● **SOURCE EXCERPT**

Harpo Speaks! (44 page)

Read Harpo Speaks! Online

Authors: Harpo Marx,Rowland Barber

Tags: #Non-fiction, #Humour, #Biography, #History

When I started to greet him, Kaufman put a finger to his lips and shushed me. He sat down, laid the clipping on the table, swatted it with the flat of his hand, and took out his watch. I could only see the headline on the story:

HARPO MARX SCORES BIG HIT IN MOSCOW

First American Popular Artist to Entertain Soviets Receives Ten-Minute Standing Ovation

Every time I tried to speak, Kaufman shook his head and held up a hand to stop me. Otherwise he sat perfectly still, glowering at his watch. The others were as puzzled as I, and the table went quiet. The waiter brought drinks. Woollcott told him we weren’t ready to order yet. Time passed. The waiter came back. Woollcott said we still weren’t ready. Kaufman hadn’t moved. I said, “George-” He silenced me with his hand. Around us, other diners finished eating and left, and new customers took their places. Kaufman was still in a trance, as if he was hypnotized by his watch.

After what seemed like an hour he put the watch in his pocket, turned to me and said, “That was ten minutes, Marx. The Russians applauded you for ten minutes, eh?” He snorted, took the clipping, got up from the table, and left the restaurant.

● **REQUEST 1**
Write out the Harpo Marx excerpt from "After what seemed" to "left the restaurant.", keeping its wording unchanged.
● **REQUEST 2**
Answer these questions using the Harpo Marx excerpt:
(a) What did Kaufman lay on the table and swat with his hand?
(b) Who told the waiter that the group was not ready to order?
(c) How long did Kaufman say he had been timing with his watch?

● **DATA SHOWN**

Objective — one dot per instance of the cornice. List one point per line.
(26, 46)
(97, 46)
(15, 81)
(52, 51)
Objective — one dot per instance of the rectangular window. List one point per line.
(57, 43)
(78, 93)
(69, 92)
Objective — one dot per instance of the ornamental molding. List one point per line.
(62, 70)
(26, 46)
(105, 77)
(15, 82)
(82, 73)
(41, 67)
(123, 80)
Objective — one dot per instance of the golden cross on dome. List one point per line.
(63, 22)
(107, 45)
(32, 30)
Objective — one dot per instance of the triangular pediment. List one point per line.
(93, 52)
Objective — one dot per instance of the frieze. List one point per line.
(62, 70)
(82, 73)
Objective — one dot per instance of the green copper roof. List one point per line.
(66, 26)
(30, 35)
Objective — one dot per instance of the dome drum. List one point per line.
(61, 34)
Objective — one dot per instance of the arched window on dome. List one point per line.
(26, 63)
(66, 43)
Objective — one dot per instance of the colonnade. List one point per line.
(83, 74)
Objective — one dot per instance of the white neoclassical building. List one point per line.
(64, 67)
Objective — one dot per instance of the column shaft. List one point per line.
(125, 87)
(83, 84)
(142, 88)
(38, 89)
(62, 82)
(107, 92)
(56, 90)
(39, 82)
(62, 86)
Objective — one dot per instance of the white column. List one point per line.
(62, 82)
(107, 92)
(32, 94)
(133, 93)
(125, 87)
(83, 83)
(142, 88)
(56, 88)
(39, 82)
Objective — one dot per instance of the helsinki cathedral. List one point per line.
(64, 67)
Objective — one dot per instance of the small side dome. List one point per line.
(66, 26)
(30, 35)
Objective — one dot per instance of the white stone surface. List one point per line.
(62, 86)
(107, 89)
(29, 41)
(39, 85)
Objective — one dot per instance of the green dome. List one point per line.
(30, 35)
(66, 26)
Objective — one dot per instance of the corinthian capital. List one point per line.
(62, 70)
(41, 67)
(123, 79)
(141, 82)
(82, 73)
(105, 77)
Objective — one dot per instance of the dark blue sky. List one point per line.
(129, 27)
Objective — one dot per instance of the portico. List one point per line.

● **TASK SOLUTION 1**
After what seemed like an hour he put the watch in his pocket, turned to me and said, “That was ten minutes, Marx. The Russians applauded you for ten minutes, eh?” He snorted, took the clipping, got up from the table, and left the restaurant.

● **TASK SOLUTION 2**
(a) A clipping
(b) Woollcott
(c) Ten minutes